**PAGE EXTRACT:**
——————————
= Driven guard =

Method of electrical shielding

Driven guard with a voltage buffer

Driven guard

Driven guard

Driven Guard with one amp being used to amplify the signal and the other as guard ring driver

A driven shield is a method of electrical shielding used to protect low-current circuits against leakage current. A driven shield is often referred to as a driven guard, especially when applied to PCB traces.

==Description==
It is used in situations where the tiny leakage of current through the insulating surfaces of a wire or PCB would otherwise cause error in the measurements or functionality of the device. The basic principle is to protect the sensing wire by surrounding it with a guard conductor that is held at the same voltage as the wire so that no current will flow into or from the wire. This is typically achieved using a voltage buffer/follower that matches the guard voltage to the sensing wire voltage, or in low-voltage differential sensing with an instrumentation amplifier, the common-mode voltage. The leakage from the shield to other circuit elements is of little concern as it is being sourced from a buffer which has a low output impedance.

The technique is used in equipment such as sensitive photomultiplier tubes, electrostatic sensors, precision low-current measurement, and some medical electrography machines, where leakage current would alter the measurement. Any situation in which the source to be measured has a very high output impedance is vulnerable to leakage current and if sufficient insulation is not practical then a driven shield may be required. Coaxial cable is well suited for use as a guard; if electromagnetic shielding is also required then triaxial cable may be used as depending on the type of buffer circuit any noise on the guard may be amplified in the output.

The limiting factor for this method is the input impedance of the voltage buffer, the JFET or CMOS op-amps typically used may have input impedances of many teraohms which is sufficient for most applications. Care must also be taken to ensure there are no unexpected paths by which leakage current may bypass the guard as this will defeat the system, and extra care must be taken in the design of the amplifier/buffer circuit to prevent oscillation as the guard, especially if it is used over a coaxial cable, may have a strong capacitive coupling to the sensing wire.
——————————
**RAW DATA:**

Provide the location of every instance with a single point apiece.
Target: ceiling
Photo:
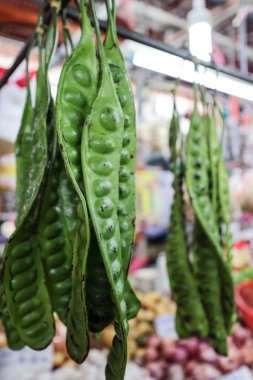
(164, 20)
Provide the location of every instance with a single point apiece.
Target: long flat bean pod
(77, 90)
(56, 235)
(126, 209)
(191, 318)
(26, 294)
(206, 264)
(198, 187)
(218, 194)
(101, 148)
(226, 239)
(13, 339)
(127, 160)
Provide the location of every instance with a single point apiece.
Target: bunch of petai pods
(71, 250)
(201, 283)
(75, 227)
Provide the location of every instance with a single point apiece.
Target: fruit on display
(201, 284)
(142, 327)
(71, 250)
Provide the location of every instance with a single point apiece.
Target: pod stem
(97, 30)
(83, 8)
(114, 10)
(111, 19)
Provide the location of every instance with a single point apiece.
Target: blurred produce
(193, 359)
(243, 275)
(142, 327)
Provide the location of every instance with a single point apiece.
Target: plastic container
(244, 301)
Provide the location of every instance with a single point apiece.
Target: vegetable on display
(71, 251)
(201, 283)
(75, 227)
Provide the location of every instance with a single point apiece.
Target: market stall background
(164, 21)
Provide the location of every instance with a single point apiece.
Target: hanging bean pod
(190, 318)
(101, 147)
(26, 294)
(77, 90)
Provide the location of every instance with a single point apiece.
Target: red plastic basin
(244, 301)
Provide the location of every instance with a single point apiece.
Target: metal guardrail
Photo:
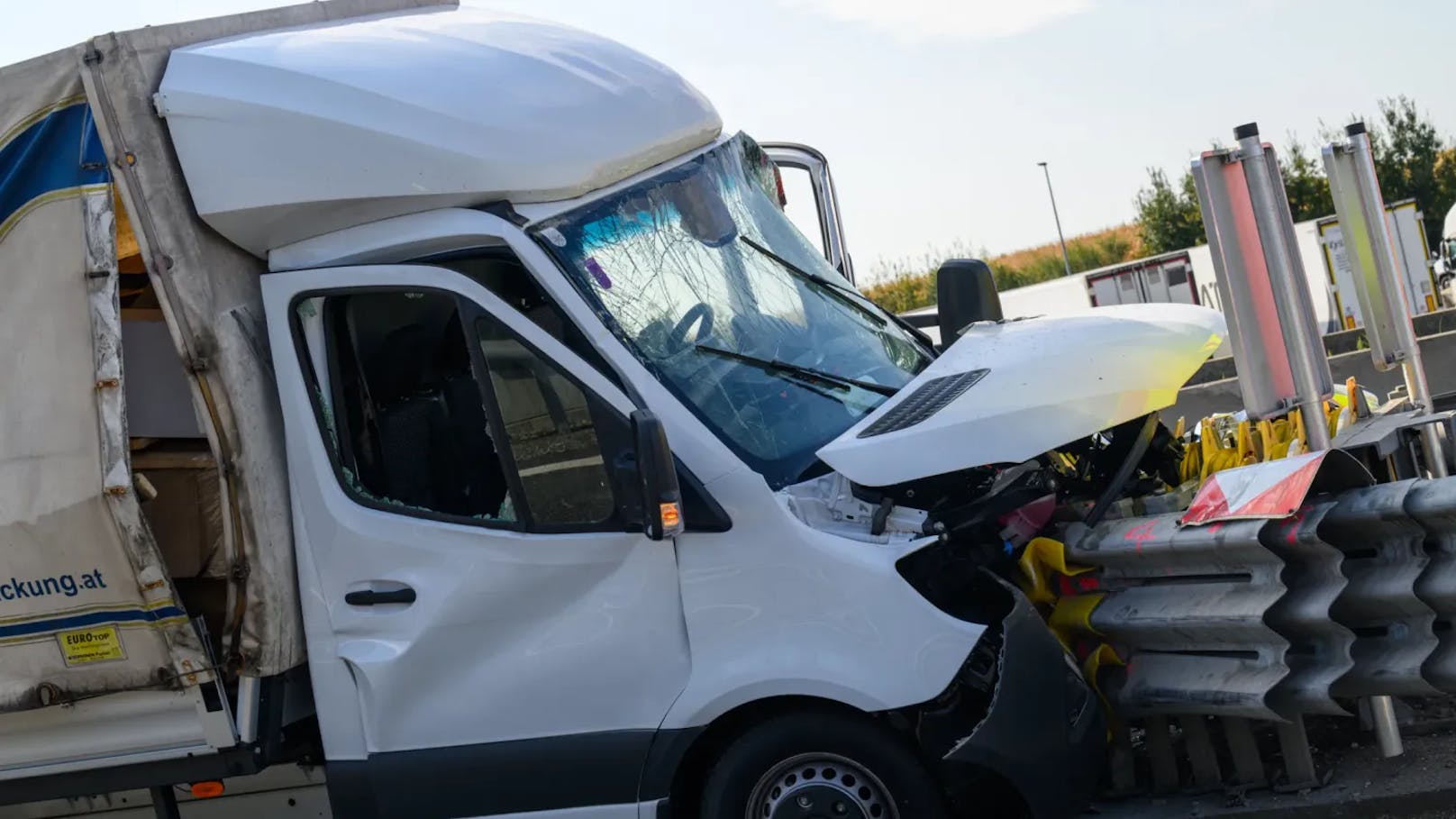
(1187, 606)
(1319, 647)
(1384, 557)
(1354, 596)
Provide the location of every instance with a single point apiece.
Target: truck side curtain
(85, 602)
(50, 155)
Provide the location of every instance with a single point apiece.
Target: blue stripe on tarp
(57, 152)
(91, 618)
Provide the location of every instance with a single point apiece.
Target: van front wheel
(820, 765)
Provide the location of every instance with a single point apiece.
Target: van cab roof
(295, 132)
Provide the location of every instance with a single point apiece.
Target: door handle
(370, 597)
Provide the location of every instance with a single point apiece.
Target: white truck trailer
(342, 346)
(1188, 278)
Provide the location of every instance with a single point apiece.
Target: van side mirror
(966, 293)
(657, 471)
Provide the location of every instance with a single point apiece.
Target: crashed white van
(342, 347)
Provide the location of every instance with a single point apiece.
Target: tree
(1168, 217)
(1411, 159)
(1305, 182)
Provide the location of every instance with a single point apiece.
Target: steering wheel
(678, 337)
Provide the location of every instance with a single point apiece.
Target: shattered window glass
(706, 280)
(552, 438)
(399, 404)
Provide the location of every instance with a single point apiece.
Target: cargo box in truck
(444, 399)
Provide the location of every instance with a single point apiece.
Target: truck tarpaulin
(85, 601)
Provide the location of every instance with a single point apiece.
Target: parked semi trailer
(1188, 278)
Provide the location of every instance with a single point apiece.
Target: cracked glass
(704, 278)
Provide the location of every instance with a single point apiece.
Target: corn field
(910, 283)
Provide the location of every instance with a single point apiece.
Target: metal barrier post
(1251, 238)
(1288, 278)
(1378, 271)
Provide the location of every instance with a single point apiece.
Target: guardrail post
(1248, 767)
(1271, 320)
(1203, 761)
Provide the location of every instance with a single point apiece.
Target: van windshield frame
——————————
**REQUIRED ACTION:** In the driven guard article, what type of cable may be used when electromagnetic shielding is also required?

**REPLY:** Triaxial cable.